• **Exercise requirements**
Every record that follows should be output exactly as it is given.

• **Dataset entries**
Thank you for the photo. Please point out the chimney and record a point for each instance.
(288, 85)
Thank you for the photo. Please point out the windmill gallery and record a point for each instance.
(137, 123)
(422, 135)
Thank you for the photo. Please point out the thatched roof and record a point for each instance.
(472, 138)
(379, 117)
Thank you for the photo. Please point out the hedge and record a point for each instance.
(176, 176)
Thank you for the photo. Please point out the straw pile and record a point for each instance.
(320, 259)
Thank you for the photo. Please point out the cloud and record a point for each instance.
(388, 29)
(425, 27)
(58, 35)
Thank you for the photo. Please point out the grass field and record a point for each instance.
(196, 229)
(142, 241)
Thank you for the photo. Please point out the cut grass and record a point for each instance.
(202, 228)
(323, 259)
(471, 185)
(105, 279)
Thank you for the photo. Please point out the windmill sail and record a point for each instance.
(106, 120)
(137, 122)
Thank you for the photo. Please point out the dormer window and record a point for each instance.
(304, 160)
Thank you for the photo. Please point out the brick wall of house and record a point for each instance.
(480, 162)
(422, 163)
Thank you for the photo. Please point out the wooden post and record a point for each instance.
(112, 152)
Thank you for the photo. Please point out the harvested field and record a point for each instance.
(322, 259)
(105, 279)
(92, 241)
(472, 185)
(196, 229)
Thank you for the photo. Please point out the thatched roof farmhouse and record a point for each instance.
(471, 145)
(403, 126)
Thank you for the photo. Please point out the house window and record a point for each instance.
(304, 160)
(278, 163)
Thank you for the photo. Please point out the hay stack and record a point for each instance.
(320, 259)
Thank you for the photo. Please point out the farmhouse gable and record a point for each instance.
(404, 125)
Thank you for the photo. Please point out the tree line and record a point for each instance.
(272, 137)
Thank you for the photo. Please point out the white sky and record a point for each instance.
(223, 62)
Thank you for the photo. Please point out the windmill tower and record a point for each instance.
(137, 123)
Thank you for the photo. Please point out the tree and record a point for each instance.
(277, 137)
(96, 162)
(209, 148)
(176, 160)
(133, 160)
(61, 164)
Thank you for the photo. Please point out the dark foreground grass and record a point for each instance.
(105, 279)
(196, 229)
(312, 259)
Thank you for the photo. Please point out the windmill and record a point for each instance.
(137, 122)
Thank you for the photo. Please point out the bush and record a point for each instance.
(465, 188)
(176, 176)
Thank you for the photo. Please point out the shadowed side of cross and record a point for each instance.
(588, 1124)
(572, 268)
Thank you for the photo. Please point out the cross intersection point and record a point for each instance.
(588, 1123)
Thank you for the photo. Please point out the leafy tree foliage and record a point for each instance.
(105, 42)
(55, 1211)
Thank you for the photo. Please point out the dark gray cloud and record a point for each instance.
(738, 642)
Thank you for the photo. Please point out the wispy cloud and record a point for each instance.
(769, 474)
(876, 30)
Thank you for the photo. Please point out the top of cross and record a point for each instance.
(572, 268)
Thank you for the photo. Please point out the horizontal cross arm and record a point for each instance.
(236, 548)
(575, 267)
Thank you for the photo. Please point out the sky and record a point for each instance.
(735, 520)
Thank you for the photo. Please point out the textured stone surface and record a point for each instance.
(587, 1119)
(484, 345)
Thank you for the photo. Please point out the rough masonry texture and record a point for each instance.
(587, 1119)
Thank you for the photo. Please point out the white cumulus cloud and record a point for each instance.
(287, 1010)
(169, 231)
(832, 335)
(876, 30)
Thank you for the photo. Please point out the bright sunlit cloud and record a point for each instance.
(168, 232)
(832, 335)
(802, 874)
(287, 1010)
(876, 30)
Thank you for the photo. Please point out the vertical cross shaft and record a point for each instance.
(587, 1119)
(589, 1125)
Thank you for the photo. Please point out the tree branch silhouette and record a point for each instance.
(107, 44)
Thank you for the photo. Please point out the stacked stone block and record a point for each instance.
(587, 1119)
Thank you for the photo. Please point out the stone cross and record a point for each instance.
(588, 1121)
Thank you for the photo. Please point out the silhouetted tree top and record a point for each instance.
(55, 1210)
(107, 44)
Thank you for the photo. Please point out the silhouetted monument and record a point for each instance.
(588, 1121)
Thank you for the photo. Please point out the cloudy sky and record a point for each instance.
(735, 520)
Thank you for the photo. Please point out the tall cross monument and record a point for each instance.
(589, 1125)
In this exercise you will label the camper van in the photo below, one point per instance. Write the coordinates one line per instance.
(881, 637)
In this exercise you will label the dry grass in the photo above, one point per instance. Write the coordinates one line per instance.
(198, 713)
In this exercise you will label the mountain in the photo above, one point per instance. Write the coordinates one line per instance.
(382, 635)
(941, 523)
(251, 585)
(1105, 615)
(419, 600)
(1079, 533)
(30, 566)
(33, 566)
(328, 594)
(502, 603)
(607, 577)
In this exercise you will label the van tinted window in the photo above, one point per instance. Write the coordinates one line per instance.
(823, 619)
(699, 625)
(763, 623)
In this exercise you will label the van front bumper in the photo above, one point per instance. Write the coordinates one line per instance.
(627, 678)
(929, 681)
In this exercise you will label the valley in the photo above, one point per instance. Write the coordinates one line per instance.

• **Response area**
Thank you for the photo. Please point out the chimney and record a point for each instance.
(288, 85)
Thank you for the photo. Please point out the windmill gallery and record a point for each instance.
(137, 123)
(422, 135)
Thank you for the photo. Please point out the thatched roof and record a point for each instance.
(472, 138)
(379, 117)
Thank you for the photo. Please point out the hedge and record a point for each instance.
(176, 176)
Thank you for the photo. Please point out the straw pile and record a point for each instance.
(320, 259)
Thank you for the photo. Please point out the cloud and record a point for each instance.
(388, 29)
(425, 27)
(58, 35)
Thank you for the photo. Please point out the grass field and record a point for each instance.
(196, 229)
(142, 241)
Thank you for the photo. Please point out the cut grass and record a point for each instance.
(202, 228)
(323, 259)
(471, 185)
(105, 279)
Thank you for the photo. Please point out the windmill sail and record a point for each instance.
(106, 120)
(137, 122)
Thank you for the photo. Please point out the dormer window and record a point for each instance.
(304, 160)
Thank you for the photo. Please point out the brick wall of house and record a point for each instance.
(480, 162)
(422, 163)
Thank you for the photo. Please point out the wooden post and record a point for each instance.
(112, 152)
Thank you for the photo. Please point out the harvested field and record a point for each instance.
(322, 259)
(105, 279)
(92, 241)
(472, 185)
(196, 229)
Thank you for the photo. Please point out the thatched roof farmhouse and record a point for each instance.
(471, 145)
(403, 126)
Thank you for the photo. Please point out the house window and record a point for each instance.
(304, 160)
(278, 163)
Thank you for the photo. Please point out the hay stack and record a point for each instance.
(320, 259)
Thank you for the photo. Please point out the farmhouse gable and record a point for each instance.
(404, 125)
Thank you for the photo. Please point out the tree line and record a point for each instance.
(272, 137)
Thank you for the photo. Please point out the white sky and record a point for each instance.
(223, 62)
Thank you for the photo. Please point out the windmill tower and record a point for each instance.
(137, 123)
Thank you for the photo. Please point out the tree and record a point for each instance.
(277, 137)
(96, 162)
(209, 148)
(176, 160)
(133, 160)
(61, 164)
Thank you for the photo. Please point out the dark foreground grass and record a point for each instance.
(105, 279)
(196, 229)
(312, 259)
Thank you for the photo. Please point out the windmill and record a point for each instance.
(137, 122)
Thank you for the photo. Please point out the bush and record a point for each instance.
(465, 188)
(176, 176)
Thank you for the photo. Please point out the shadowed side of cross and record a point for each instance.
(588, 1124)
(572, 268)
Thank you for the photo. Please point out the cross intersection point and record a point for each instance.
(588, 1123)
Thank you for the photo. Please point out the leafy tree foliage and record a point for each instance.
(105, 42)
(55, 1211)
Thank you for the photo. Please point out the dark gray cloud and record a point for each instance.
(738, 642)
Thank you for the photo. Please point out the wispy cloud and record a point for each instance.
(769, 474)
(876, 30)
Thank you for the photo. Please point out the top of cross and record a point for each instance.
(572, 268)
Thank you for the photo. Please point out the horizontal cross arm and record a point for each instance.
(236, 548)
(575, 267)
Thank you for the photo. Please point out the sky and record a point for each instance.
(735, 520)
Thank you for the photo. Please point out the textured stone surface and record a point for each instance.
(587, 1119)
(484, 345)
Thank you for the photo. Please point out the rough masonry texture and record a point for each instance.
(587, 1119)
Thank you for the photo. Please point out the white cumulus cloud and record a point for each instance.
(287, 1010)
(169, 231)
(832, 335)
(876, 30)
Thank you for the photo. Please point out the bright sunlit cloud and record a point for each instance.
(168, 232)
(832, 335)
(802, 874)
(287, 1010)
(876, 30)
Thank you for the photo. Please point out the vertical cross shaft and record a point for each instance.
(587, 1119)
(589, 1125)
Thank you for the photo. Please point out the tree branch silhouette and record a point for each instance.
(107, 44)
Thank you for the photo. Please point out the stacked stone block and record a point for each instance.
(587, 1119)
Thank you for the photo. Please point out the stone cross and record a point for each instance.
(588, 1121)
Thank you for the photo. Please point out the silhouetted tree top and record a point for each instance.
(55, 1210)
(107, 44)
Thank you for the photo. Please point out the silhouetted monument and record a point for each instance.
(588, 1121)
Thank you for the photo. Please point out the cloudy sky and record a point for each instance.
(735, 520)
Thank you for the photo. Please point out the tall cross monument and record a point for each instance.
(589, 1125)
In this exercise you will label the camper van in the photo below, one point per instance. Write the coordinates one line per instance.
(881, 637)
In this exercise you will label the dry grass in the photo above, one point per instance. Write the coordinates one line per instance.
(198, 713)
In this exercise you will label the mountain in the photo above, one point per instance. Write the coordinates one line per instance.
(382, 635)
(941, 523)
(251, 585)
(1105, 615)
(419, 600)
(1079, 533)
(30, 566)
(33, 566)
(328, 594)
(502, 603)
(607, 577)
In this exercise you will label the van tinted window in the photo above, one point per instance. Write the coordinates one line per instance.
(823, 619)
(699, 625)
(763, 623)
In this exercise you will label the van front bumper in the photo above, one point per instance. Write the coordinates one line per instance.
(627, 678)
(929, 681)
In this exercise you will label the valley in the photo above, one point per instance. Write the coordinates one line per instance.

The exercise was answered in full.